Lt. Gen. Bruce “Orville” Wright, USAF (Ret.):

Thanks sir. Well, General Raymond, shifting gears a bit, the defense department has always been innovative in its big ideas, but going from an idea to product can be a challenge, lots of ideas have died in what is called the Valley of Death. What are you doing and your team doing in your transformation efforts to bridge that technology Valley of Death or advanced technology Valley of Death? And how would you describe your relationship with industry to do so?

CSO Gen. John W. “Jay” Raymond:

I think I feel very fortunate in that… There is a, and I jokingly say this all the time, a big explosion of commercial activity taking place in the space domain. And there’s lots of folks that are investing dollars to develop capabilities, because it’s a cool place to, cool mission to be focused on. We want to be able to leverage that and harness that. We want to expand the industrial base, so it’s not just the big primes, it’s others as well. And if you look at what we’ve tried to do, we’ve stood up a couple of significant efforts at Space Systems Command out in Los Angeles to be able to harness this and develop these partners. So the first thing that we did, we stood up a commercial front door at Space Systems Command. And for all the new companies that have come in, that might not have had the experience of working with a department, we provide them with a sponsor, if you will. Somebody that’s there, that can help them walk through the process and help us work better together.

• _WHAT TO PRODUCE_: Copy the part of the interview transcript above word for word, starting at "Lt. Gen. Bruce" and ending at "industry to do so?".

• _ENTRIES PROVIDED_:
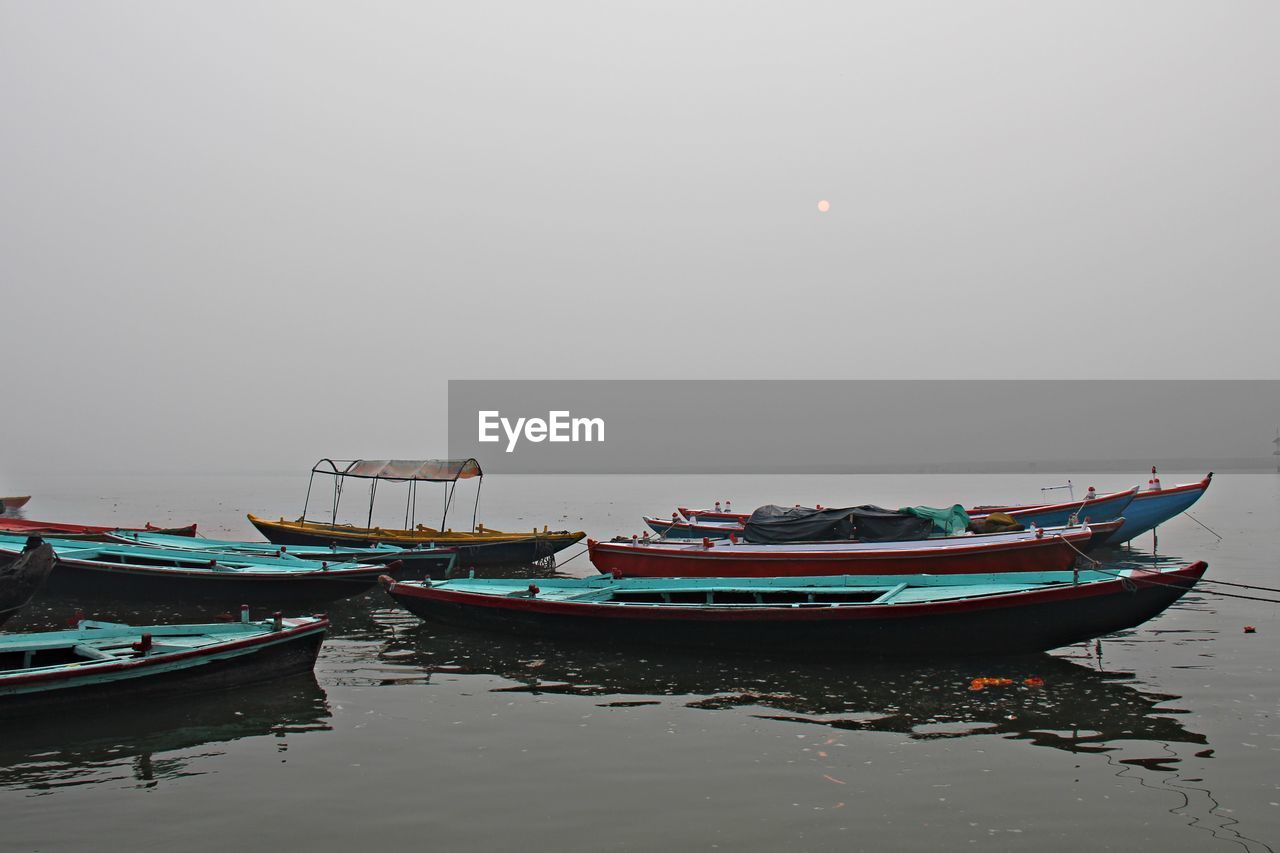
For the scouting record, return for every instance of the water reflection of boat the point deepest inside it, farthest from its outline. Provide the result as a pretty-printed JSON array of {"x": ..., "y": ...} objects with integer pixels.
[
  {"x": 151, "y": 742},
  {"x": 1050, "y": 701}
]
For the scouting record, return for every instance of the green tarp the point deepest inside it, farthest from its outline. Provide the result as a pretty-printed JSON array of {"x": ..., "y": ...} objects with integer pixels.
[{"x": 947, "y": 521}]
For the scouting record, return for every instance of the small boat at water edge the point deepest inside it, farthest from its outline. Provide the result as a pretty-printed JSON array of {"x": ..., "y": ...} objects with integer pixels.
[
  {"x": 1092, "y": 507},
  {"x": 483, "y": 547},
  {"x": 82, "y": 530},
  {"x": 1102, "y": 530},
  {"x": 123, "y": 571},
  {"x": 22, "y": 578},
  {"x": 417, "y": 561},
  {"x": 851, "y": 617},
  {"x": 101, "y": 661},
  {"x": 995, "y": 552},
  {"x": 478, "y": 546}
]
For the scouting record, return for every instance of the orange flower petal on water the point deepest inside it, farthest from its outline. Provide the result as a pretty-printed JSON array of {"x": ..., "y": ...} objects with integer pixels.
[{"x": 979, "y": 684}]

• _ANSWER TO THE PROBLEM_:
Lt. Gen. Bruce “Orville” Wright, USAF (Ret.):

Thanks sir. Well, General Raymond, shifting gears a bit, the defense department has always been innovative in its big ideas, but going from an idea to product can be a challenge, lots of ideas have died in what is called the Valley of Death. What are you doing and your team doing in your transformation efforts to bridge that technology Valley of Death or advanced technology Valley of Death? And how would you describe your relationship with industry to do so?